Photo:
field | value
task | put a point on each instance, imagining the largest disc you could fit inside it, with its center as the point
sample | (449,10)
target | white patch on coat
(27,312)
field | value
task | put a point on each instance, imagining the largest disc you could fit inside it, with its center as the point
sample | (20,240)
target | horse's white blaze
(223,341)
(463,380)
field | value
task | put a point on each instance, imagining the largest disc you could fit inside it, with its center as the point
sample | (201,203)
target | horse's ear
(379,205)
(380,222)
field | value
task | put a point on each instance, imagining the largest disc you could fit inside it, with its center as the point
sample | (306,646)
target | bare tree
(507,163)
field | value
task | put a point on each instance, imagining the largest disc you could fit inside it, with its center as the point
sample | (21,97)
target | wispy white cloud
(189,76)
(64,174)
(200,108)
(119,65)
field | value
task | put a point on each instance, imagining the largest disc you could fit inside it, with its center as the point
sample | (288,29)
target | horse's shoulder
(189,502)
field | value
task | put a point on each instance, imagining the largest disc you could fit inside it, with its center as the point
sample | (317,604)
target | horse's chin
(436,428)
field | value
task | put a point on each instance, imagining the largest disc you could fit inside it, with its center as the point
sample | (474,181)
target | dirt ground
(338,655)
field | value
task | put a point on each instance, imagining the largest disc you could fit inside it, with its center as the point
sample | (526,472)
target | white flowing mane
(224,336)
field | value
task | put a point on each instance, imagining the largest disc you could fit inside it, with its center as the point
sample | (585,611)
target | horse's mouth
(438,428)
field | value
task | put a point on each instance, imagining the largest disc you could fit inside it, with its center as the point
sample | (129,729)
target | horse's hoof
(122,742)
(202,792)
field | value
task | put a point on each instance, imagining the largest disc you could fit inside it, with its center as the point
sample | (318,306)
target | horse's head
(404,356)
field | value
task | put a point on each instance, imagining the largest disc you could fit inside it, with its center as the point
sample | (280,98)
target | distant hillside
__________________________________________________
*THE REQUEST:* In how many lines of the rows above does the word "horse" appear? Reply with the number alone.

*RESPONSE BELOW:* 7